Dataset rows

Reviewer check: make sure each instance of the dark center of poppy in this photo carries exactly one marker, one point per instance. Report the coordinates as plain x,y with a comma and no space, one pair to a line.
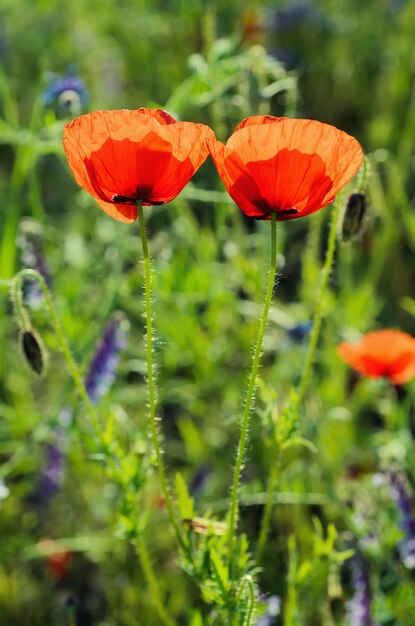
124,200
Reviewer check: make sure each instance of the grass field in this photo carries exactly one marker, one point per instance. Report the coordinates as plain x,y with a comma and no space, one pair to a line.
320,528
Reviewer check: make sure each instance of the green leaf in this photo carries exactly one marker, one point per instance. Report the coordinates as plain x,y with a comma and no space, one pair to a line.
184,501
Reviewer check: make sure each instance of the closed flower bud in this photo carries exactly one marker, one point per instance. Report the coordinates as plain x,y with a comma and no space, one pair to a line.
33,351
353,224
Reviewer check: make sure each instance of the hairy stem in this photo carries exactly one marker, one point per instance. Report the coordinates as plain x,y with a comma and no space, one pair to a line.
320,303
151,384
266,519
25,324
266,516
249,399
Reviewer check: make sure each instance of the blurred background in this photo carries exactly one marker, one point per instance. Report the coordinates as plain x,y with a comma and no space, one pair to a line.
344,62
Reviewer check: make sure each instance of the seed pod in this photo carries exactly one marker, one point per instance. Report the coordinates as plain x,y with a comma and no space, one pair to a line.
353,223
33,351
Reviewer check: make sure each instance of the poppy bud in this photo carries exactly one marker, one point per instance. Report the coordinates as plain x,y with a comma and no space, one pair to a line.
354,217
33,350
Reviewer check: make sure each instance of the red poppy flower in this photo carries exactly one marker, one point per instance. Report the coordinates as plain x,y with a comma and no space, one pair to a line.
124,157
285,166
384,353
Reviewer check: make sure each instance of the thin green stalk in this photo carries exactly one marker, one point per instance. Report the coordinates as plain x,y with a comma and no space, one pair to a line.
249,399
151,580
25,324
248,582
266,519
266,516
151,384
320,303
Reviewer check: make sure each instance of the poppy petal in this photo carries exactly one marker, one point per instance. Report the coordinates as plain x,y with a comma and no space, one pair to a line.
288,166
122,157
385,353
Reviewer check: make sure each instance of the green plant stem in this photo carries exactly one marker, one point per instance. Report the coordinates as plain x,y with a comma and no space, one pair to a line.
151,384
320,303
249,399
266,516
25,324
151,580
248,582
266,519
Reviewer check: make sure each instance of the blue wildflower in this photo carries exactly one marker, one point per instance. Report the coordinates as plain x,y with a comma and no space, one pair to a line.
292,15
67,94
300,331
104,363
404,501
31,256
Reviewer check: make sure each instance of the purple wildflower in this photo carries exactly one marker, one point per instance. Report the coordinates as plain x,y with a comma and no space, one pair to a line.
404,501
52,472
67,94
104,363
300,331
32,257
359,607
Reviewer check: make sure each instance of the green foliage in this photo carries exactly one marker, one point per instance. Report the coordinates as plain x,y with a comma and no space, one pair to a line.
346,63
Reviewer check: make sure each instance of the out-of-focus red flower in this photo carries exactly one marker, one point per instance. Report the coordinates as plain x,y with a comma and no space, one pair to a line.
384,353
125,157
57,561
285,166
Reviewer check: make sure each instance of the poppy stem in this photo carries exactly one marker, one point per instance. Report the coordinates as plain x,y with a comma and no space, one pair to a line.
273,477
151,580
25,324
151,384
250,399
320,303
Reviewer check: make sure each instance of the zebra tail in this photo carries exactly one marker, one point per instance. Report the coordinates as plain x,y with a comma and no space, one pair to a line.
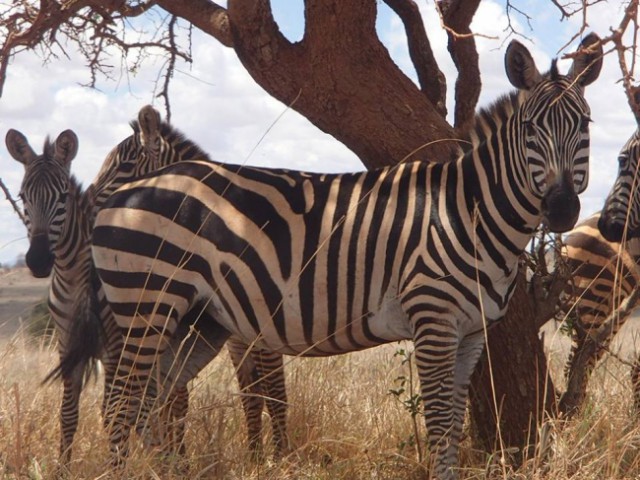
86,338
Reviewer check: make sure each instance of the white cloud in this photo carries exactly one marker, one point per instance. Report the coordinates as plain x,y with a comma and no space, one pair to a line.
217,104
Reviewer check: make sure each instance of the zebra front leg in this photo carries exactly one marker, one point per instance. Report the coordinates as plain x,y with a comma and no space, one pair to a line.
251,394
132,392
69,412
469,351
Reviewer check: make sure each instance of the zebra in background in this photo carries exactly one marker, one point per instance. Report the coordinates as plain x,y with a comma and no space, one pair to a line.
319,264
603,274
59,216
619,221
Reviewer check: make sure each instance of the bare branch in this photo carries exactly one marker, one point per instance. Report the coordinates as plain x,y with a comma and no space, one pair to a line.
456,16
431,79
209,17
13,203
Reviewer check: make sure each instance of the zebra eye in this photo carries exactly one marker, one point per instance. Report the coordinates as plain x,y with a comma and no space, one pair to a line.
584,123
529,128
623,159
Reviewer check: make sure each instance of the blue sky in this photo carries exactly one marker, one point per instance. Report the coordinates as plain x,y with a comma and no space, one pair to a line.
217,104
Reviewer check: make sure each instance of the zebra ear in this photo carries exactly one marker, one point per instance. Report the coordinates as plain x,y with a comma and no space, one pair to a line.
588,61
150,122
520,67
18,147
66,148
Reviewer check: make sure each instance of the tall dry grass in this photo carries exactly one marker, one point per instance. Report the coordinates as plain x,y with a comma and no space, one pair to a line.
343,424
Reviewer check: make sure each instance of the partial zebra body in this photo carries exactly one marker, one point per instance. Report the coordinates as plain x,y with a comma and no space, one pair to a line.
312,302
315,264
604,274
59,220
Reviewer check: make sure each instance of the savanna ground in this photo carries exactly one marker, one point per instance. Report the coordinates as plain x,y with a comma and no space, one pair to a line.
343,422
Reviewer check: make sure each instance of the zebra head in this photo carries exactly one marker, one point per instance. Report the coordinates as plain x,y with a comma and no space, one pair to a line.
44,192
620,216
552,129
153,145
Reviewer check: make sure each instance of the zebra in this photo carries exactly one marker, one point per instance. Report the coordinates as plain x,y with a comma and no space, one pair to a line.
619,220
59,216
603,274
321,264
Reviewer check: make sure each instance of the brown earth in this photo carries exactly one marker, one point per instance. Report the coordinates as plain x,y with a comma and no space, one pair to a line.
19,293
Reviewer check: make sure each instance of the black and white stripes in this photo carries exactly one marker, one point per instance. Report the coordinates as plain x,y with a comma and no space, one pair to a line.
314,264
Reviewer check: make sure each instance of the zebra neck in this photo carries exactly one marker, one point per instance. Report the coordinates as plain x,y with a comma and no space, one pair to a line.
502,207
76,229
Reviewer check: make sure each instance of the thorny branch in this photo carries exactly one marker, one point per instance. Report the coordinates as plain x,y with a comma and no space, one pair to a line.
13,203
546,286
98,29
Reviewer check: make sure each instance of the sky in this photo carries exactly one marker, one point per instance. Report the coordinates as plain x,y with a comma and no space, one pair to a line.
216,103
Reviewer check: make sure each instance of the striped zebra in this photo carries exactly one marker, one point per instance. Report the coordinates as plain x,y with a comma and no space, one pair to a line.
603,274
59,216
619,220
321,264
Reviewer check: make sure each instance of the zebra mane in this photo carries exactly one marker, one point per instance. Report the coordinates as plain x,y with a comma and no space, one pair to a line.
175,137
491,118
503,108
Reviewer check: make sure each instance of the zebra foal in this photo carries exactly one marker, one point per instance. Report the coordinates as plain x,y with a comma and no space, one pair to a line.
603,274
311,264
619,224
59,217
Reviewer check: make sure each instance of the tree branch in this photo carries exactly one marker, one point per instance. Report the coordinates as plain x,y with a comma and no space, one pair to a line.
205,15
13,203
457,16
431,79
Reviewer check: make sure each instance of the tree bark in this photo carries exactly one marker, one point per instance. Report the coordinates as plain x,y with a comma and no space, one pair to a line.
516,381
344,81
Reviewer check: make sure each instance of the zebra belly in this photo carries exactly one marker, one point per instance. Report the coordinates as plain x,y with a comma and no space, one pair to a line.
389,323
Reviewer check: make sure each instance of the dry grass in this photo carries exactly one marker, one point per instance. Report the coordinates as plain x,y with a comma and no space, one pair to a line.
343,424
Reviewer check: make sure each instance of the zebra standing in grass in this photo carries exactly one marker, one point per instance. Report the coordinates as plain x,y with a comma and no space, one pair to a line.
619,221
311,264
603,274
59,217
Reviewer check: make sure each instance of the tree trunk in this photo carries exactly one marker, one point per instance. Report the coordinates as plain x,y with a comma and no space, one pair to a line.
517,381
343,80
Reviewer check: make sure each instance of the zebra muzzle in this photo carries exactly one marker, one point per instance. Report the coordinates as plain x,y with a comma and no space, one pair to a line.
612,226
560,207
39,258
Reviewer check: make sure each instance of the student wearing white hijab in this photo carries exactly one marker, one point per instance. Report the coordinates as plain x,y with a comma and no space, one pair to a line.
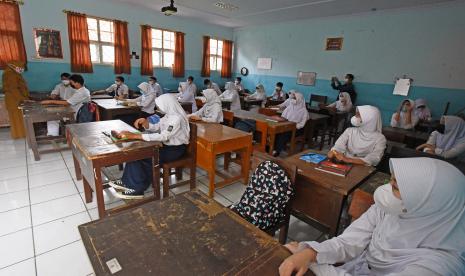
172,130
231,94
405,116
448,142
211,111
295,112
146,101
364,143
416,227
343,104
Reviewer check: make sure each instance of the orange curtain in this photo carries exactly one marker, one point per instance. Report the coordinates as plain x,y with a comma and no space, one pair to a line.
178,68
122,61
79,43
206,57
146,66
226,68
11,35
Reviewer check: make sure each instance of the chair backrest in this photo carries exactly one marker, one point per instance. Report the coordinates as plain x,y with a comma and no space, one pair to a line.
361,202
228,118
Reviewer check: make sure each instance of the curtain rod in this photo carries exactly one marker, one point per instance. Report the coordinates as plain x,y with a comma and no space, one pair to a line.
93,16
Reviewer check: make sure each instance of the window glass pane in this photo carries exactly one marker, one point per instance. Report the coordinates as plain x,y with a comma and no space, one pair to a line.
106,37
156,58
106,26
108,54
168,59
94,53
91,24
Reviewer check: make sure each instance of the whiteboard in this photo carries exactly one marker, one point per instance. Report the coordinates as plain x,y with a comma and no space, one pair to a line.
306,78
264,63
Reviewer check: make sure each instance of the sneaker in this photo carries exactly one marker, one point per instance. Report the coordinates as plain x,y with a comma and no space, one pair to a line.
118,185
129,194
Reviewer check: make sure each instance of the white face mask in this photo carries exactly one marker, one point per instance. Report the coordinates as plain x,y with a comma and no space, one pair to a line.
356,121
385,199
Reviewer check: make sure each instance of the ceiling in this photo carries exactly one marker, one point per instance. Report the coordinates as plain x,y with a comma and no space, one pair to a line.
241,13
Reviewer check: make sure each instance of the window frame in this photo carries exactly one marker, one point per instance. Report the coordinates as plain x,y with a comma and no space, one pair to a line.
162,50
101,43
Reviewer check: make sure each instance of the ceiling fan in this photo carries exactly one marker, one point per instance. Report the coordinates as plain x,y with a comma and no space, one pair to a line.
169,10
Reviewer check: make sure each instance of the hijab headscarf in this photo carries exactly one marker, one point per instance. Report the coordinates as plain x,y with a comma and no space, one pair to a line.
424,113
296,111
168,104
454,133
431,233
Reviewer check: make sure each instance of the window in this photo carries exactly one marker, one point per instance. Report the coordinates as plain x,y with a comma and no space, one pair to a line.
216,54
162,48
101,36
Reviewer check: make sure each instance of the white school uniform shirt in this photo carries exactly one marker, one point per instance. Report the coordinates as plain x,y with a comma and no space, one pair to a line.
63,91
188,95
121,90
81,96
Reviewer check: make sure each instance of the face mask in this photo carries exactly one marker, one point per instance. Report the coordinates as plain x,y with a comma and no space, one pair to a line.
385,199
356,121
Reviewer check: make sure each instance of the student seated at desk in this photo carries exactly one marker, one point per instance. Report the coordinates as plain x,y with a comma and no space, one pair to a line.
296,112
363,143
80,96
211,111
172,130
343,104
211,85
405,116
422,111
415,227
187,92
449,141
146,101
63,90
231,94
279,94
118,90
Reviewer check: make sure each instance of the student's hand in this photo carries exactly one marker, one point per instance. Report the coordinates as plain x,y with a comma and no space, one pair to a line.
141,122
298,263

▶ [Written problem] Give again only the lines of the material above that run from the one with "Reviewer check: make sure each instance of the face" through the end, both included, exactly as they appear.

▶ [Solution to the problem]
Reviewer check: make sure each instance of the face mask in this photo carries exactly one marker, one point per instance. Report the coordinates as plain x,y with a comma and no space, one pair to a line.
385,199
356,121
Reviewer check: make sure each instance of the student seated at desk in this photo carries exactly one marker, one point per instance. Report the coordinates as plain x,y with a comma and no space, one pair to a line.
296,112
363,143
80,96
211,111
172,130
343,104
211,85
405,116
422,111
415,227
187,92
449,141
146,101
63,90
231,94
279,94
118,90
Reviewer check: make sure each instance of the student's hand in this photo carries exactly one marker, one point per instance. Report the coordinates as plain x,y with a comma and no space, one pair to a line.
141,122
298,263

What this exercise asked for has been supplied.